Dataset rows =>
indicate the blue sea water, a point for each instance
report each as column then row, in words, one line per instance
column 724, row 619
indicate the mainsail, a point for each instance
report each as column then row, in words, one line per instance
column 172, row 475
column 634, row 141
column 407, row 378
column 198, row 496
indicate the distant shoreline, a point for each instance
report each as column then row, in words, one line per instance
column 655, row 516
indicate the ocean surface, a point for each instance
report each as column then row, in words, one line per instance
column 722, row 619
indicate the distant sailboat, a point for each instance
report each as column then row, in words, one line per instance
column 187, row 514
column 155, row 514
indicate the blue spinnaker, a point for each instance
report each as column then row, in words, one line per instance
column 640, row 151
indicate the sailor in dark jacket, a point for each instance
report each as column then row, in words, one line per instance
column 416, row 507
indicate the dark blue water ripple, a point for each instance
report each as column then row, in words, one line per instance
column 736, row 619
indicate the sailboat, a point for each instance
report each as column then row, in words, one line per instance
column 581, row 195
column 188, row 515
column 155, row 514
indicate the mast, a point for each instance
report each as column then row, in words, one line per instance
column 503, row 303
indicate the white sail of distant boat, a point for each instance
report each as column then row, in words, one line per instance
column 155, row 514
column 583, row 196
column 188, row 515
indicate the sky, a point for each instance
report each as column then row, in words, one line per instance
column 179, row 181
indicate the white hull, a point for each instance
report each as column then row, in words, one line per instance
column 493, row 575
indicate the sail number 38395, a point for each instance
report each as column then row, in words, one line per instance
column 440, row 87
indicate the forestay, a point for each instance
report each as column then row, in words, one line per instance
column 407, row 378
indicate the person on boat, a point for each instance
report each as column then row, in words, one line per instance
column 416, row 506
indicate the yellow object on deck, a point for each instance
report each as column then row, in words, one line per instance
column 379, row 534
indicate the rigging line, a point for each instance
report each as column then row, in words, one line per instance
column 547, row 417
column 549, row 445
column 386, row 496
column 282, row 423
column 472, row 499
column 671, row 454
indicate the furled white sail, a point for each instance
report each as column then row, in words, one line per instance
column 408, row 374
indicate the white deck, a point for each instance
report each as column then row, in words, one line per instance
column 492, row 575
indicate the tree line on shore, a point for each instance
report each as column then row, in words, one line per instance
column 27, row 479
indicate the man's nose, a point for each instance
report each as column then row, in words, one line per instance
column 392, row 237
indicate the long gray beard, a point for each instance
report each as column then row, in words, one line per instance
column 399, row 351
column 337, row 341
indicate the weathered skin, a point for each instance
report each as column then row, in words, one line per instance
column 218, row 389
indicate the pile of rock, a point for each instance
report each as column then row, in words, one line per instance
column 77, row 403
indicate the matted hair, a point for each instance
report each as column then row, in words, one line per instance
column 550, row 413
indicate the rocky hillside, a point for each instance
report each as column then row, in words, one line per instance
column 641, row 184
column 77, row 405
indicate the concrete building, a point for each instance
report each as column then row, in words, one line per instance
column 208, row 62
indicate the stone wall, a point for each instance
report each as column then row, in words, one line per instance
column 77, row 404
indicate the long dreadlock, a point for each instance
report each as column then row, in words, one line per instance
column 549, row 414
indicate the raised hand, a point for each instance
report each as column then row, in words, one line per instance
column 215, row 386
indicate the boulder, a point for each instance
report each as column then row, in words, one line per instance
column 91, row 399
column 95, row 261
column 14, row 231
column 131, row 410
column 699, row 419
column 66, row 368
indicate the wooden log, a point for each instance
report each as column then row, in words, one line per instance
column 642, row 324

Written problem =>
Please give everything from the line containing "indicate the yellow" down to the line containing "column 671, row 454" again, switching "rigging line" to "rope" and keeping all else unchanged. Return only those lines.

Finished task =>
indicate the yellow object on deck, a point for each instance
report each as column then row, in words, one line per instance
column 379, row 534
indicate the rope, a point for each instance
report each as column then row, in words, one line per instance
column 547, row 417
column 549, row 445
column 386, row 496
column 282, row 423
column 472, row 499
column 671, row 454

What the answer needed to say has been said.